Short problem A:
Copy out the passage of the Hawdon Place trees article starting at "All but two" and ending at "protecting the trees.".
Short problem B:
Write the next part of the article about the Hawdon Place trees, picking up after its final sentence.

Page:
--- BEGIN ---

Concerns about the future of around 70 mature trees emerged during public consultation last year on plans to rezone land off Hawdon Place, where the government is planning to build its Common Ground social and affordable housing complex.
A government-commissioned engineer's report, which was published on the planning directorate's website as part of the consultation process, sketched a new road connecting Hawdon Place and Rosevear Place along the precinct's southern boundary.
The consultant's road ran through the corridor of trees.
All but two of the 50 public submissions to the consultation process expressed alarm about the trees' possible removal, with many demanding that they be protected.
At annual report hearings late last year, Urban Renewal Minister Rachel Stephen-Smith said she didn't support a new road through the precinct and the government wasn't planning to build one.
Chief Planner Ben Ponton described the engineer's map as "the very, very first set of drawings", while his deputy conceded the directorate might have inadvertently "drummed up some community anxiety" by releasing the report.
But the assurances did little to quell community angst, with some residents insisting they wouldn't be content until the government ruled out ever building the road and committed to protecting the trees.
The changes passed last week have ruled out a road along the precinct's southern boundary.

--- END ---

[Pointing dataset records]
--- BEGIN ---

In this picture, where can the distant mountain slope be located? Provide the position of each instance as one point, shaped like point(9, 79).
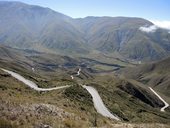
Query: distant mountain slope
point(122, 34)
point(33, 27)
point(156, 75)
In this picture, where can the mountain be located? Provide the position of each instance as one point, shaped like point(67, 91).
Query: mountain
point(34, 27)
point(42, 29)
point(156, 75)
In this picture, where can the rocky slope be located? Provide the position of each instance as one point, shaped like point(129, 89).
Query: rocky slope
point(33, 27)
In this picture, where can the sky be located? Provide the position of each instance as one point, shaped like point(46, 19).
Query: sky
point(157, 11)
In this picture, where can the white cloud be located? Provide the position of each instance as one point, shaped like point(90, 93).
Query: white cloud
point(148, 29)
point(162, 24)
point(157, 24)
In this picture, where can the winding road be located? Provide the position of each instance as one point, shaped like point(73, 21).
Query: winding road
point(166, 104)
point(98, 103)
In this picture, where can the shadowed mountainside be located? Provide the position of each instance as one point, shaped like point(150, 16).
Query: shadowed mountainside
point(33, 27)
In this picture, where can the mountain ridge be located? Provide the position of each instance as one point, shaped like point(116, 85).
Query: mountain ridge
point(43, 29)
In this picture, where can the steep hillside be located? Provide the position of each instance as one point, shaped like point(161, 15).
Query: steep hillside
point(32, 27)
point(156, 75)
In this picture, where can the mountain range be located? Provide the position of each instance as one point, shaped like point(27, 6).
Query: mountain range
point(42, 29)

--- END ---

Answer A:
All but two of the 50 public submissions to the consultation process expressed alarm about the trees' possible removal, with many demanding that they be protected.
At annual report hearings late last year, Urban Renewal Minister Rachel Stephen-Smith said she didn't support a new road through the precinct and the government wasn't planning to build one.
Chief Planner Ben Ponton described the engineer's map as "the very, very first set of drawings", while his deputy conceded the directorate might have inadvertently "drummed up some community anxiety" by releasing the report.
But the assurances did little to quell community angst, with some residents insisting they wouldn't be content until the government ruled out ever building the road and committed to protecting the trees.

Answer B:
There are provisions for a future "driveway" and a walking and cycling path, although neither would be allowed to come at the expense of the mature trees along the "Dickson channel corridor".
In a statement to The Canberra Times, Ms Stephen-Smith, whose Kurrajong electorate includes Dickson, repeated that she had provided assurances to the community that the trees would not be axed.
The changes passed last week confirmed that position, she said.
Greens leader and local member Shane Rattenbury, who lodged a submission raising concerns about the future of the tree corridor, welcomed the changes.
Mr Rattenbury had feared community anxiety about the trees could derail the "much needed" 40-unit Common Ground development - even though the two issues were "largely unrelated".
"I think this will significantly allay community concerns and will ensure the protection of a stand of mature trees that not only will ... have aesthetic value but also be part of where we want to go with this city," he said.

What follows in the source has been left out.